== DATA FOR ANALYSIS

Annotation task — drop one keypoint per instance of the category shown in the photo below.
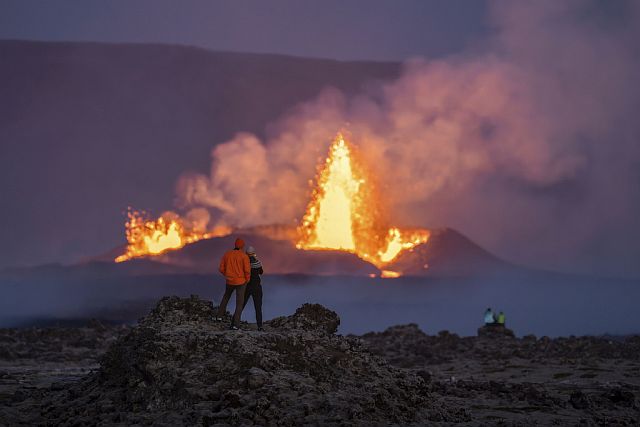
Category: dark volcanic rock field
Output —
(179, 367)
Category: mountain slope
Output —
(88, 129)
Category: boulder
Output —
(178, 366)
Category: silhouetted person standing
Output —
(254, 287)
(235, 267)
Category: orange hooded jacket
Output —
(235, 267)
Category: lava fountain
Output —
(346, 213)
(148, 237)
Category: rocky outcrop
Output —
(178, 366)
(494, 330)
(503, 380)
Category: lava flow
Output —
(345, 213)
(152, 237)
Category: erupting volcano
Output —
(147, 237)
(345, 213)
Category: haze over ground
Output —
(521, 133)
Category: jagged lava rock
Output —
(179, 367)
(310, 317)
(495, 331)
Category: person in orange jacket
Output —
(236, 269)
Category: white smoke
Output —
(502, 143)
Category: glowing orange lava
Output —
(152, 237)
(345, 213)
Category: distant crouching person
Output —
(254, 287)
(236, 269)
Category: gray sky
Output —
(371, 29)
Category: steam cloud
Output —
(527, 143)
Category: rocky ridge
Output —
(178, 366)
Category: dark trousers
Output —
(255, 290)
(240, 290)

====

— WHAT IS NEEDED —
Show every line of the listing containing the string "person" by copying it.

— OUTPUT —
Category: silhouetted person standing
Category: person in orange jacket
Category: distant crouching person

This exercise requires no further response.